Natural-language object grounding data
━━━
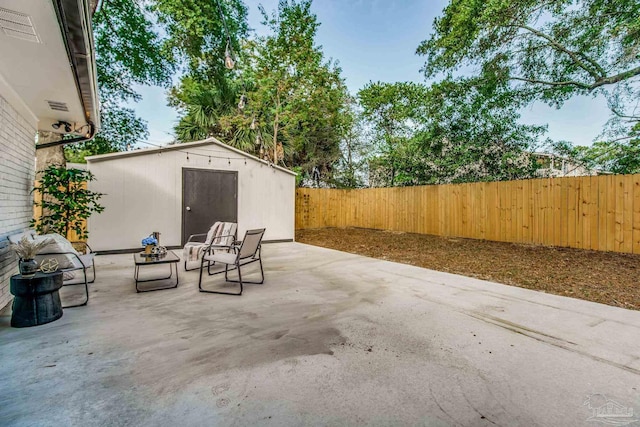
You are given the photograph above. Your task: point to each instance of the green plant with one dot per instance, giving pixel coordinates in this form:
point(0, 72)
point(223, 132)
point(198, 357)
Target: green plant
point(66, 202)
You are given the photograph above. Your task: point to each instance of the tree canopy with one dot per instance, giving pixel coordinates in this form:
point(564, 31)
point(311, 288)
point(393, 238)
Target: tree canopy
point(547, 50)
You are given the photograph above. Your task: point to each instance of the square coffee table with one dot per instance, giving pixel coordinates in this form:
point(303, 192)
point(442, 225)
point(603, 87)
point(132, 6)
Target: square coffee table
━━━
## DESCRIPTION OF THE TASK
Extract every line from the one with "point(0, 72)" down to the final line above, both included, exactly as written.

## ANSWER FOR THE TASK
point(0, 72)
point(223, 132)
point(198, 357)
Target: green plant
point(66, 202)
You are given the photograph above. Your task: point to each instance of the tree canopy with one dot per instance, giving pixel coordinates in this form:
point(564, 31)
point(311, 288)
point(393, 238)
Target: tree canopy
point(547, 50)
You are given the photograph above. Your task: point to each instance of the square coffee table with one dot per instance, giving pixel coordinates in this form:
point(303, 192)
point(442, 225)
point(603, 87)
point(132, 6)
Target: square coffee table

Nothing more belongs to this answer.